DOCUMENT TEXT:

## Start

Reputation: 1573
Is there a easiest way to check if a string has a year in it(say a 4 digit number) and also to find the number of time a 4 digit number is present in the string.
eg "My test string with year 1996 and 2015"
Output
Has year - YES
number of times - 2
values - 1996 2015
I thought of doing a split string and check each and every word, but wanted to check if there is any effective way.
Upvotes: 1
Views: 4608
Reputation: 12744
You can use this regex:
^[0-9]{4}$
Explanation:
^ : Start anchor
[0-9] : Character class to match one of the 10 digits
{4} : Range quantifier. exactly 4.
$ : End anchor
And here a sample code:
String text = "My test string with year 1996 and 2015 and 1999, and 1900-2000";
text = text.replaceAll("[^0-9]", "#"); //simple solution for replacing all non digits.
String[] arr = text.split("#");
boolean hasYear = false;
int matches = 0;
StringBuilder values = new StringBuilder();
for(String s : arr){
if(s.matches("^[0-9]{4}$")){
hasYear = true;
matches++;
values.append(s+" ");
}
}
System.out.println("hasYear: " + hasYear);
System.out.println("number of times: " + matches);
System.out.println("values: " + values.toString().trim());
Output:
hasYear: true
number of times: 5
values: 1996 2015 1999 1900 2000
Upvotes: 6
Reputation: 4430
Since there's already a nice solution using regexes i'll present mine without regexes:
private static List<String> findNumbers(String searchStr) {
List<String> list = new ArrayList<String>();
int numbers = 0, first = -1;
for (int i = 0; i < searchStr.length(); i++) {
char ch = searchStr.charAt(i);
if (ch >= '0' && ch <= '9') {
first = first < 0 ? i : first;
numbers++;
} else {
if (numbers == 4)
list.add(searchStr.substring(first, i));
numbers = 0;
first = -1;
}
}
if (numbers == 4)
list.add(searchStr.substring(first, first+4));
return list;
}
Upvotes: 2

## End

EXCERPTED DATA:
## Start

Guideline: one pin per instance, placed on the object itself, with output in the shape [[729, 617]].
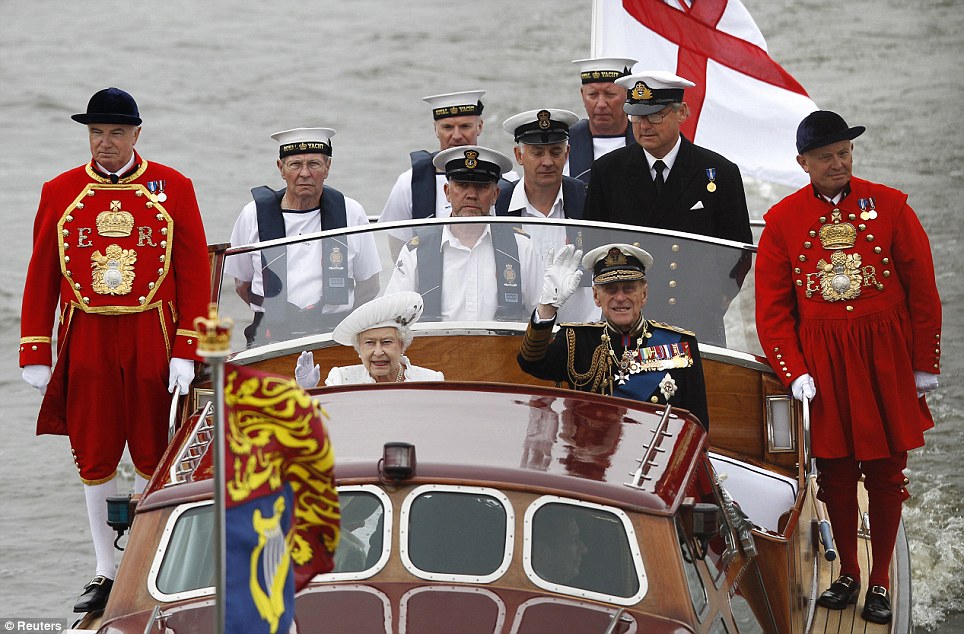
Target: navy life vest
[[336, 283]]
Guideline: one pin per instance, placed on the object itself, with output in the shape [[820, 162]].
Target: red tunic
[[847, 293], [125, 268]]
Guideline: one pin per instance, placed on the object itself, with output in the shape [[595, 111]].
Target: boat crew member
[[663, 180], [849, 315], [471, 272], [381, 332], [626, 354], [607, 127], [119, 254], [418, 191], [304, 287], [542, 148]]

## End

REQUESTS:
A - Answer these from the thread on finding years in a string:
(i) In the regex explanation, what does "{4}" stand for?
(ii) What number of times does the sample code's output report?
(iii) How many views does the thread show?
B - From the thread on finding years in a string, copy everything from "Reputation: 1573" down to "in the string.".

EXPECTED RESPONSES:
A -
(i) A range quantifier meaning exactly 4.
(ii) 5
(iii) 4608

B -
Reputation: 1573
Is there a easiest way to check if a string has a year in it(say a 4 digit number) and also to find the number of time a 4 digit number is present in the string.